TASK OBJECTIVE: Write out, please, the line containing "Indicate the man in yellow" together with all lines after it, up to and including the last one, with no other output.

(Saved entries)

########################################

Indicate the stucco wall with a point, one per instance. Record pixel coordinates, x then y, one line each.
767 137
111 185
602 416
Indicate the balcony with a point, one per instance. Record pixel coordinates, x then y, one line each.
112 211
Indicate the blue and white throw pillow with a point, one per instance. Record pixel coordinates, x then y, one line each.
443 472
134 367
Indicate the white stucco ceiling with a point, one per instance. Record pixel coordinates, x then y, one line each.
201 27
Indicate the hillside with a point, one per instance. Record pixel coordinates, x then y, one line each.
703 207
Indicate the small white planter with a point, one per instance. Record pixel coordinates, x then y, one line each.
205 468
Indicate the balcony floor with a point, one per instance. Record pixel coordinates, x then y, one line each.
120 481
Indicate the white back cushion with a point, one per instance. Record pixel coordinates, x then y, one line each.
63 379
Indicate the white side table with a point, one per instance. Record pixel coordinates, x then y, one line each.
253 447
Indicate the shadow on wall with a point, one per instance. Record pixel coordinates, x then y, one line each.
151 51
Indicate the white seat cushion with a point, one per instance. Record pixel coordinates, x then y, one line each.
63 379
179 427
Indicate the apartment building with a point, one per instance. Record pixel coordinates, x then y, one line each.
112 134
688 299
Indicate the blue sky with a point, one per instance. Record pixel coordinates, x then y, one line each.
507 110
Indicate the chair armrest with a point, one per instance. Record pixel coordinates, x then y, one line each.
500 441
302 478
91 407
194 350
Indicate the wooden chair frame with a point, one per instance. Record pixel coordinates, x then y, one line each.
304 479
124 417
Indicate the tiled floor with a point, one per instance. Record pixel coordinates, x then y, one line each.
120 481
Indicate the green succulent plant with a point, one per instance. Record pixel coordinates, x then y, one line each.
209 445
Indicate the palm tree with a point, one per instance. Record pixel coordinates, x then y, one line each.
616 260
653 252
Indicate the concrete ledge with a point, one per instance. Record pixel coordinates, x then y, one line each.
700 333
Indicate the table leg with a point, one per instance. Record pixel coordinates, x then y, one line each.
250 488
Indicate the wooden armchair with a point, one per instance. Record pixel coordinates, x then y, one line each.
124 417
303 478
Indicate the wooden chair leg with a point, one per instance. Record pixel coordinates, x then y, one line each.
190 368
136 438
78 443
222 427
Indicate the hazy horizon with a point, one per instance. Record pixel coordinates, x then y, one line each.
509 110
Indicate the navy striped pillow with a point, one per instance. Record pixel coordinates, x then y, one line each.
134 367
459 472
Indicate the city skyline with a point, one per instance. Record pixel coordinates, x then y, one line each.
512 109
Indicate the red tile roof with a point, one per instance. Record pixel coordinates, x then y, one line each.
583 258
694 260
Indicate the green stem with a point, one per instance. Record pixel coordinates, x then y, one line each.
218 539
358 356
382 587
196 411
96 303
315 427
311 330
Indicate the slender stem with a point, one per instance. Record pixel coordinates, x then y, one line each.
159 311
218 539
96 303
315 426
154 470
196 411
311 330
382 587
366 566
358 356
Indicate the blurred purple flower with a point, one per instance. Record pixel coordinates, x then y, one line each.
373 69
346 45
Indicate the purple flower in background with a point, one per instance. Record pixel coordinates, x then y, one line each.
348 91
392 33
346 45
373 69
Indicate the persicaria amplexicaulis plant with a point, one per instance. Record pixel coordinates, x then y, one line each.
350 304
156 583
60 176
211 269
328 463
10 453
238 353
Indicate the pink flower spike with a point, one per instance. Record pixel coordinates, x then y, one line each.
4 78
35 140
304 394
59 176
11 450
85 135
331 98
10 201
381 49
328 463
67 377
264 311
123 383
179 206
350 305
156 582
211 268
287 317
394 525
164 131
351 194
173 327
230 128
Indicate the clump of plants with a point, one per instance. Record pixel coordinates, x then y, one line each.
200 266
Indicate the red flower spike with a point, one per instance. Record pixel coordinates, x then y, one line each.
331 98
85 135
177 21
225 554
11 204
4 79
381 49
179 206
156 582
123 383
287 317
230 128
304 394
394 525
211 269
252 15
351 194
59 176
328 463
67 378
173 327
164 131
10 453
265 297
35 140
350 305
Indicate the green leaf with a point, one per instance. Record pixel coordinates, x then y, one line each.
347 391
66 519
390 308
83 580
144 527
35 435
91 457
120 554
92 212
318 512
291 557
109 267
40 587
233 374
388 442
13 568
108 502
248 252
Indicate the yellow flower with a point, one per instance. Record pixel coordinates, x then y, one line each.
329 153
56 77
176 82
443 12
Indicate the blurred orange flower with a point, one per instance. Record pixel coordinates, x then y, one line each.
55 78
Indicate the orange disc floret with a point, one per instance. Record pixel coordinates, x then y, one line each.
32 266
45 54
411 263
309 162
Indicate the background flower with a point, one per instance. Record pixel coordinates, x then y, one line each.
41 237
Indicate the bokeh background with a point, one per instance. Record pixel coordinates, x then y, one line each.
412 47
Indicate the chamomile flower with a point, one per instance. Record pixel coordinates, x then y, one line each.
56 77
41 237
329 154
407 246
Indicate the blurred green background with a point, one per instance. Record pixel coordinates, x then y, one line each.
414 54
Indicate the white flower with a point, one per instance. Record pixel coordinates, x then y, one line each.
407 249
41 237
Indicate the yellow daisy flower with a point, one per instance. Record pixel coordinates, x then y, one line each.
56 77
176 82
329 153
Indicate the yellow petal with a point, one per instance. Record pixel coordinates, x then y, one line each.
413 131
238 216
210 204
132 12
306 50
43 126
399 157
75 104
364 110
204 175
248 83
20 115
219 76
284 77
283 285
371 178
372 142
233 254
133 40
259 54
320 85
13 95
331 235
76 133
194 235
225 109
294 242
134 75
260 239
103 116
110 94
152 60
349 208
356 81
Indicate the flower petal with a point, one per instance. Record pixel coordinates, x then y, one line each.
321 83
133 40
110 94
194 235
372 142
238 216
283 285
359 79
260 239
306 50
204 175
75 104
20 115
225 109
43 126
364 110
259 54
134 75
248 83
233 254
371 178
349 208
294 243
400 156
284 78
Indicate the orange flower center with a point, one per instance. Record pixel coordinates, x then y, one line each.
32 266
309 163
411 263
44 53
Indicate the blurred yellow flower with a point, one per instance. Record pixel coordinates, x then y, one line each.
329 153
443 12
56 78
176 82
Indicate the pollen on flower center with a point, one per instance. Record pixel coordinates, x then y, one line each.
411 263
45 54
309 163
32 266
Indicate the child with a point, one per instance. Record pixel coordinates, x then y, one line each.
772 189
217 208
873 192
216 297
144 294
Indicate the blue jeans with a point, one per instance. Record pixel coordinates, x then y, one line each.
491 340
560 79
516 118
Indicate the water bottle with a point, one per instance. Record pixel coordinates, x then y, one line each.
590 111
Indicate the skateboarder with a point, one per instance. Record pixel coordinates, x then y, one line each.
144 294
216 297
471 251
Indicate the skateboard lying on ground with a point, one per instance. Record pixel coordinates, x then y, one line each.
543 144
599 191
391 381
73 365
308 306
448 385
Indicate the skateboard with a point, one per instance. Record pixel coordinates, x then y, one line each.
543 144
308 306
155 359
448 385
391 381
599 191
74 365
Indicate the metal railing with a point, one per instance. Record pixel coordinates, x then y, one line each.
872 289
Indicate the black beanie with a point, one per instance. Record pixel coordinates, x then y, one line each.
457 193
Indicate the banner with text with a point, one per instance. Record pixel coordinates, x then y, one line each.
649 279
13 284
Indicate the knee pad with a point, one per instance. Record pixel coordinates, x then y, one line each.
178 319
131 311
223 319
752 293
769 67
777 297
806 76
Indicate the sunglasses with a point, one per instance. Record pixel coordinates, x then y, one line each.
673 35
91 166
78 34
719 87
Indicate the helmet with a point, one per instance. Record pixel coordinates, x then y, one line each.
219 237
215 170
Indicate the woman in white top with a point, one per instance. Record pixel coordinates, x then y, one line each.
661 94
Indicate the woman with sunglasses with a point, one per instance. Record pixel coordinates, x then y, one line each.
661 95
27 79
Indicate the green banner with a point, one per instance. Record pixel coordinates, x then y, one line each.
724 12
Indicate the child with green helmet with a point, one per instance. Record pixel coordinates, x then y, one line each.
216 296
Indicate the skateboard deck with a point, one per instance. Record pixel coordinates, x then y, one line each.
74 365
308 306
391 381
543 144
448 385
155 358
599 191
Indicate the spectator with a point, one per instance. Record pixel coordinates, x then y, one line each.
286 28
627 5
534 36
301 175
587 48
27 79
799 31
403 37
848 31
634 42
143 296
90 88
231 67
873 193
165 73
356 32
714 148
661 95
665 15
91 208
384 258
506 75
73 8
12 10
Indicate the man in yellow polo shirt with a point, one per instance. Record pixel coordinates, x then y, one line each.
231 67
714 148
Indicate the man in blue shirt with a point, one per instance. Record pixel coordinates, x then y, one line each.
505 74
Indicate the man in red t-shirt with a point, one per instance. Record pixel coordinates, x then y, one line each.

########################################

RIGHT ANSWER:
Indicate the man in yellow polo shirt with a point, one per instance. Record pixel coordinates, x then y, one line each.
231 67
714 148
Indicate the man in blue shirt with a point, one per instance. Record pixel coordinates, x then y, one line each.
505 74
Indicate the man in red t-shirt with a point, one per instance. Record pixel coordinates, x then y, one line each.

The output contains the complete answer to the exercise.